**What is needed**
Restating the records exactly is the whole task.

<<<<

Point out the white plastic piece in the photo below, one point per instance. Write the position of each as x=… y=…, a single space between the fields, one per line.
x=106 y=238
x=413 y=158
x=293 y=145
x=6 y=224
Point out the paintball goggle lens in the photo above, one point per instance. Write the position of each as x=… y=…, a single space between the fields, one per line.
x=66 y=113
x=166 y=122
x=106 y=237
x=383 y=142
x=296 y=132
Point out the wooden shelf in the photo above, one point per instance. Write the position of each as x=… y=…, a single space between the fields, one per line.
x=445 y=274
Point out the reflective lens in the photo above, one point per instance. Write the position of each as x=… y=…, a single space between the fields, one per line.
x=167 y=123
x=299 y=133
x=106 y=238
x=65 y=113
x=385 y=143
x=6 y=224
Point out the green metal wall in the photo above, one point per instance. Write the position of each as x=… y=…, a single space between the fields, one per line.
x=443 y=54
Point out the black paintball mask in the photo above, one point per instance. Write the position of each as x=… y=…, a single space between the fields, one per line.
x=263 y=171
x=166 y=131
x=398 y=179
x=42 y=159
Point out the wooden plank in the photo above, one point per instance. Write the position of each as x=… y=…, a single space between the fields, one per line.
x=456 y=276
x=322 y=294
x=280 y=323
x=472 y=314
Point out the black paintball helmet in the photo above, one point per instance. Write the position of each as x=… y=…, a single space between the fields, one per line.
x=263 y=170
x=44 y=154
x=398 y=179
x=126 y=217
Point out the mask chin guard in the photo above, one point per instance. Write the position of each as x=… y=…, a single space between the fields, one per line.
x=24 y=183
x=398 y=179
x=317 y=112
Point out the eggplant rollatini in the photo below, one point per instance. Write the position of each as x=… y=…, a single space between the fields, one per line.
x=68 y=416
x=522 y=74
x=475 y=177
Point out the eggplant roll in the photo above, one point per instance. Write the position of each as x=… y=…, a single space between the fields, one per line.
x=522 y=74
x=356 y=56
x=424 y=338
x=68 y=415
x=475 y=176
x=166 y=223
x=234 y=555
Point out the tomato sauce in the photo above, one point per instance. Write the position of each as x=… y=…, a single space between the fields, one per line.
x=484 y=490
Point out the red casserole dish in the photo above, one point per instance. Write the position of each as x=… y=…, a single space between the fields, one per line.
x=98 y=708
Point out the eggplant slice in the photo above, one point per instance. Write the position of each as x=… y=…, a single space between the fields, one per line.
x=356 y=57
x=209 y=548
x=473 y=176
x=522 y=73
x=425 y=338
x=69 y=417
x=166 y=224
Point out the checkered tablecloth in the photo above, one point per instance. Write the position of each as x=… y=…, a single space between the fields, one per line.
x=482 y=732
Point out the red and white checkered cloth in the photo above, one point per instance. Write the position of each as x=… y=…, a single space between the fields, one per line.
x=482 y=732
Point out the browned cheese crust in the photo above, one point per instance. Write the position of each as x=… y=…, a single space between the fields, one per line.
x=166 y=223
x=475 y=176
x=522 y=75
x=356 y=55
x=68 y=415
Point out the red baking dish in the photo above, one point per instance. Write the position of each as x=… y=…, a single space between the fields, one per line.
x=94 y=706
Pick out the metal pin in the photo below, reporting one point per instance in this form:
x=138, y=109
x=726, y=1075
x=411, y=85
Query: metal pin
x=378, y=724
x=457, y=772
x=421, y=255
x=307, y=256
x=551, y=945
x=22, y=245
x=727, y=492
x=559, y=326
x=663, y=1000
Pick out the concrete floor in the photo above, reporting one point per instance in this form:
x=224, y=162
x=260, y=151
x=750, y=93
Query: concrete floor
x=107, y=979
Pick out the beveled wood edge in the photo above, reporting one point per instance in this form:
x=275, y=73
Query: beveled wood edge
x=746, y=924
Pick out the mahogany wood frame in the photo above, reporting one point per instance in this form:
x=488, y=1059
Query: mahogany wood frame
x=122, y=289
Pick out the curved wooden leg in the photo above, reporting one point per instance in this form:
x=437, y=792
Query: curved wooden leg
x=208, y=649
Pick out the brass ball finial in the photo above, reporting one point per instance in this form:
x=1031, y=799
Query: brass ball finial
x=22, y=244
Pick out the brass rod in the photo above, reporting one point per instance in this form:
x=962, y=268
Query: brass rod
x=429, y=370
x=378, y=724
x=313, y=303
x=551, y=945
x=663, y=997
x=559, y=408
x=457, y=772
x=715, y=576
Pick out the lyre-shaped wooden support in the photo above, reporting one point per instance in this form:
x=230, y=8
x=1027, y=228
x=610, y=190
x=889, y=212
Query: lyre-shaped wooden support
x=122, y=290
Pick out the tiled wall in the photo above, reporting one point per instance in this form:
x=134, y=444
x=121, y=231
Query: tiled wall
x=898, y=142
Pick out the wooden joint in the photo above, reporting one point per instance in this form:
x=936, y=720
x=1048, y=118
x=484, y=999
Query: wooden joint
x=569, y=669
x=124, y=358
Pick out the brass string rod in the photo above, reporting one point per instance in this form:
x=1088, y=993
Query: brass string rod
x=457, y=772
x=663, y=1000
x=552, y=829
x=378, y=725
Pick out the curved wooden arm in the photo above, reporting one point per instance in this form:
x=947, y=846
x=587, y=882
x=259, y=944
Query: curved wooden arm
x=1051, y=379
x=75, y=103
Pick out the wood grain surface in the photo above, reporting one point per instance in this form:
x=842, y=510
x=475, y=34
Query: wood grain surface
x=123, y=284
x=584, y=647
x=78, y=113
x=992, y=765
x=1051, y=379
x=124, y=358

>>>>

**Exercise result**
Point out the white plastic piece in the photo below, one point per instance. Write the position of each as x=… y=…, a single space between the fields, one per line.
x=106 y=238
x=413 y=158
x=293 y=145
x=6 y=224
Point out the paintball goggle lens in the photo above, one point per instance. Write the position of each as x=… y=…, a single space between the fields, one per line.
x=66 y=113
x=166 y=122
x=106 y=237
x=383 y=142
x=296 y=132
Point out the wooden shelf in the photo above, one point per instance. Write the position of each as x=… y=…, a single space between the fields, one per line.
x=445 y=274
Point out the reflective lens in the photo above, one point per instance. Write the position of each as x=… y=…, a single space between the fields, one per line.
x=167 y=123
x=299 y=133
x=106 y=238
x=65 y=113
x=385 y=143
x=6 y=224
Point out the green metal wall in the photo above, one point per instance. Write the position of each as x=… y=…, a single space between the fields, one per line.
x=443 y=54
Point out the black paintball mask in the photo above, one point per instance. Write the position of each as x=… y=…, a single space between the fields, one per line.
x=263 y=171
x=166 y=131
x=398 y=179
x=42 y=159
Point out the wooden plank in the photo above, one point per instance. Write the position of each as x=… y=…, a single space between the fields, one per line.
x=456 y=276
x=322 y=294
x=280 y=323
x=472 y=314
Point out the black paintball helmet in the photo above, one point per instance. Write the position of each as x=… y=…, a single space between the fields, one per line.
x=263 y=170
x=44 y=154
x=398 y=179
x=126 y=217
Point out the mask chin guard in the photo above, one point per instance. Write the position of each as x=… y=…, a single space between the fields, one per line.
x=24 y=183
x=398 y=179
x=317 y=112
Point out the eggplant rollatini in the photo below, one point per instance. Write the position of each as x=… y=…, a single space between the fields, one per line.
x=68 y=416
x=522 y=74
x=475 y=177
Point out the eggplant roll in the photo above, one point per instance. Write the position of each as x=… y=…, a single space between the fields, one per line.
x=522 y=74
x=356 y=56
x=424 y=338
x=68 y=415
x=475 y=176
x=166 y=223
x=234 y=555
Point out the tomato sauce in the photo above, one point per instance. Write the position of each as x=… y=…, a single space between the fields, one per line.
x=484 y=490
Point out the red casserole dish in the photo above, one point per instance. Write the position of each as x=… y=…, a single space between the fields, one per line.
x=98 y=708
Point out the eggplant slice in the photo above, one point per instance. Write the position of each as x=… y=…, a single space between the fields, one per line.
x=356 y=57
x=209 y=548
x=473 y=176
x=522 y=73
x=425 y=338
x=69 y=417
x=166 y=224
Point out the checkered tablecloth in the photo above, one point per instance. Write the position of each as x=… y=…, a single space between the fields, one per line.
x=482 y=732
Point out the red and white checkered cloth in the photo above, one point per instance. Write the position of each as x=… y=…, a single space between the fields, one per line.
x=482 y=732
Point out the browned cheese crust in the photo above, one point per instance. Write the position of each as x=… y=…, a single space between the fields, one per line.
x=166 y=223
x=475 y=176
x=522 y=75
x=356 y=55
x=68 y=415
Point out the red baking dish in the photo above, one point per instance. Write the position of each as x=… y=…, a single space between the fields, one per line.
x=94 y=706
Pick out the metal pin in the photo below, reporting one point per instance in this form:
x=138, y=109
x=726, y=1075
x=411, y=85
Query: metal pin
x=378, y=724
x=457, y=772
x=421, y=255
x=307, y=256
x=551, y=945
x=22, y=245
x=727, y=492
x=559, y=326
x=663, y=1000
Pick out the concrete floor in the photo above, reporting one point per instance in this form:
x=224, y=162
x=260, y=151
x=750, y=93
Query: concrete floor
x=107, y=979
Pick out the beveled wood edge in the photo above, reporting one point per instance in this form:
x=275, y=73
Query: beveled wood edge
x=746, y=924
Pick out the mahogany wood frame in the photo above, reporting one point per instance in this form:
x=488, y=1059
Query: mahogany wood frame
x=122, y=289
Pick out the curved wooden leg in the photo above, reporting one point per instance in this form:
x=437, y=792
Query: curved wooden leg
x=208, y=649
Pick out the brass ball finial in the photo above, reporting one point per instance in this form:
x=1031, y=799
Query: brass ball finial
x=22, y=244
Pick out the brass rod in the photo above, reporting one point per instance in this form:
x=962, y=268
Query: brass rod
x=429, y=370
x=378, y=724
x=313, y=303
x=551, y=945
x=663, y=997
x=559, y=408
x=457, y=772
x=715, y=576
Pick out the lyre-shaped wooden support in the photo above, reporting one point per instance in this form:
x=230, y=8
x=1027, y=228
x=610, y=190
x=889, y=212
Query: lyre-shaped wooden support
x=122, y=290
Pick out the tiled wall in the photo above, reporting one point per instance in this form:
x=134, y=444
x=121, y=231
Query: tiled wall
x=898, y=142
Pick out the wooden joint in the photo above, reporting one point per instance in this form:
x=936, y=720
x=1048, y=118
x=484, y=999
Query: wooden joint
x=569, y=669
x=124, y=358
Pick out the brass string rod in the photo above, reporting one point per instance in this form:
x=1088, y=993
Query: brass string rod
x=457, y=772
x=663, y=1000
x=552, y=829
x=378, y=725
Pick out the curved wooden arm in the photo above, reporting one point per instance in this form:
x=947, y=846
x=587, y=882
x=259, y=944
Query: curved wooden arm
x=1051, y=379
x=75, y=103
Pick out the wood grain surface in the photo above, reporting one point per instance in this form:
x=842, y=510
x=475, y=34
Query: wood grain surface
x=123, y=284
x=584, y=647
x=78, y=113
x=992, y=765
x=1051, y=379
x=124, y=358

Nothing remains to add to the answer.